::: PASSAGE PROVIDED
[Reader-list] Worries about war from afar

pratap pandey pnanpin at yahoo.co.in
Thu May 23 01:06:33 IST 2002


Dear Shuddha,

Please enjoy yourself. You are a few time zones away
from Delhi, that ffffffff! place. Don't bother about
the fffffffff! place. As traffic red-lights in Delhi
used to put it, RELAX. Tell us about where you are.

You are eloquently concerned about imminent War. I had
hoped you'd be concerned about War-Mongering. That is
to say, the Logic of Fascist Governance.

You are in a place where, once (oops! how can I use
that word? But funnily enough, sitting in a place
where War has never happened, I can!), war happened.
In the ffffffffff! place, War has never happened. The
traders who support this fascist government want this
war to happen. They will profit from it, for God's
sake! How can you tell them to not profit? How else
will they sell their surplus?      

Elsewhere, War rages. Lone has been gunned down. The
media didn't go to the meeting, to find out what it
was that Lone had to say. They swooped down only after
he was shot. (it seems that after the meeting
finished, he was walkingaway, and then a Gunman
appeared, and sprayed bullets.) It SEEMS: It seems
because I don't know! Nobody's TELLING me! I don't
think anybody will tell me. Rajdeep, what are you
doing?
::::::
::: RAW DATA
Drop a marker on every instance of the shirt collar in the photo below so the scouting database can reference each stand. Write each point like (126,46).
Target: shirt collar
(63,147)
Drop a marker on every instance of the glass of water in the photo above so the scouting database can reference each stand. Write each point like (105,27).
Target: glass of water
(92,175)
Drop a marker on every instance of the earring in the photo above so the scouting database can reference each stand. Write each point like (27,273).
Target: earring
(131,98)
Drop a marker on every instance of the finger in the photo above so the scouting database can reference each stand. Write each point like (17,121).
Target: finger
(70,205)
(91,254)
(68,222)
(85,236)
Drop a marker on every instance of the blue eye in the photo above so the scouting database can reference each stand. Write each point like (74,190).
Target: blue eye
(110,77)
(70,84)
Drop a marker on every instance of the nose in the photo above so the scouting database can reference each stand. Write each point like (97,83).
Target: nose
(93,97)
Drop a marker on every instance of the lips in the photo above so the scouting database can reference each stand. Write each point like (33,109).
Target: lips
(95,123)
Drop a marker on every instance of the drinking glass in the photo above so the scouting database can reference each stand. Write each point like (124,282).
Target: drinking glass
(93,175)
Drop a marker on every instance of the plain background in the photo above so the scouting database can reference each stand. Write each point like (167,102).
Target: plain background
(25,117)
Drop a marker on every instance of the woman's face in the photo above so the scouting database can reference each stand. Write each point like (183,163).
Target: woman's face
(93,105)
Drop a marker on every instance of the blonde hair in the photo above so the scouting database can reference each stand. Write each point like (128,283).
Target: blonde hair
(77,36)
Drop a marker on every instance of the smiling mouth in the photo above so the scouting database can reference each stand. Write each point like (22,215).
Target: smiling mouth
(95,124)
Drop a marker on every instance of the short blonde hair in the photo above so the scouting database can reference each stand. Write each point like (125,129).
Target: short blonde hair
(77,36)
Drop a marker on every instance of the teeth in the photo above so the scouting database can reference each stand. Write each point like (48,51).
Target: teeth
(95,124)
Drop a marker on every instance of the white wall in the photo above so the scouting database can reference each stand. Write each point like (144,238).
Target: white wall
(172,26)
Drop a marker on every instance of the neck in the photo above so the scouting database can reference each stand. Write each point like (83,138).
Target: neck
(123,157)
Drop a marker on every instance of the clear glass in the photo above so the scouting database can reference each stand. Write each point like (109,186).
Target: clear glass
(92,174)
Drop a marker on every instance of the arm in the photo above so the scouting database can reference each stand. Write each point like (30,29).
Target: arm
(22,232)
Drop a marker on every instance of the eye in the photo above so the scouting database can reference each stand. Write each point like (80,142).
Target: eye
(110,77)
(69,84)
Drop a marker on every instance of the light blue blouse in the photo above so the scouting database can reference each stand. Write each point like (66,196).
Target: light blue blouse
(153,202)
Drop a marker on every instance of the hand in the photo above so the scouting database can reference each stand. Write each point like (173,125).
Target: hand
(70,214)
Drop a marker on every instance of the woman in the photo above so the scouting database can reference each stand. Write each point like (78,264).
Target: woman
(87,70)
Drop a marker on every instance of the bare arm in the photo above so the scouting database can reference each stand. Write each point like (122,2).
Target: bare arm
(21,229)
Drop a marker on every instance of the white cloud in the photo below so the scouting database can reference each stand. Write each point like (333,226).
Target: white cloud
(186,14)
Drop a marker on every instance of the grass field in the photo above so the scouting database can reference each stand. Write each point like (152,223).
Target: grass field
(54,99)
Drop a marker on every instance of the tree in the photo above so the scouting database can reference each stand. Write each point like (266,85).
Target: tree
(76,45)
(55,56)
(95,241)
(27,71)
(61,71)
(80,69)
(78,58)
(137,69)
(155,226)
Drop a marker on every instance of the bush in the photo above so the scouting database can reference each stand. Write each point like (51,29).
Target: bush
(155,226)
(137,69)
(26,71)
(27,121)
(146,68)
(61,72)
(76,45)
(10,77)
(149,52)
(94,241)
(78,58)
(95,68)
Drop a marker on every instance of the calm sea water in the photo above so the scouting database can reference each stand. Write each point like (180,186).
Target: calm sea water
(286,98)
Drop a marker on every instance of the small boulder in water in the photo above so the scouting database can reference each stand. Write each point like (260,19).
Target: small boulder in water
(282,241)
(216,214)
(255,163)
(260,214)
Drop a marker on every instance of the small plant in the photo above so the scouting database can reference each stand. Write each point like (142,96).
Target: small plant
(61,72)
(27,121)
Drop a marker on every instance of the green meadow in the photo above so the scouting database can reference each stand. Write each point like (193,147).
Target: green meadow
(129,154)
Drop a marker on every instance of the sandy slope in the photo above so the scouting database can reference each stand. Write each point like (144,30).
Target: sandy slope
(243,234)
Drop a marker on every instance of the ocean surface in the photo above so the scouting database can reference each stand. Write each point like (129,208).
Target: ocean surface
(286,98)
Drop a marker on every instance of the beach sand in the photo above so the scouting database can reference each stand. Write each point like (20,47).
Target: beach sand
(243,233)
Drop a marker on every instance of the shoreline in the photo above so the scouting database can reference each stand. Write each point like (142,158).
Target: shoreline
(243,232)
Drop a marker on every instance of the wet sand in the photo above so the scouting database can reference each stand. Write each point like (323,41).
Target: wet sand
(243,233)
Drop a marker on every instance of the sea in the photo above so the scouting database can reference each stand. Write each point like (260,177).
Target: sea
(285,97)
::::::
Turn the paragraph of the mailing-list post beginning "Elsewhere, War rages" into a short bulleted list that keeps its main facts.

- War is raging elsewhere, and Lone has been shot dead.
- The media skipped the meeting where Lone spoke and arrived only after the shooting.
- Apparently, as he walked away after the meeting, a gunman appeared and fired at him.
- The writer can't confirm this because nobody is telling him, and he expects nobody will.
- He asks Rajdeep what he is doing.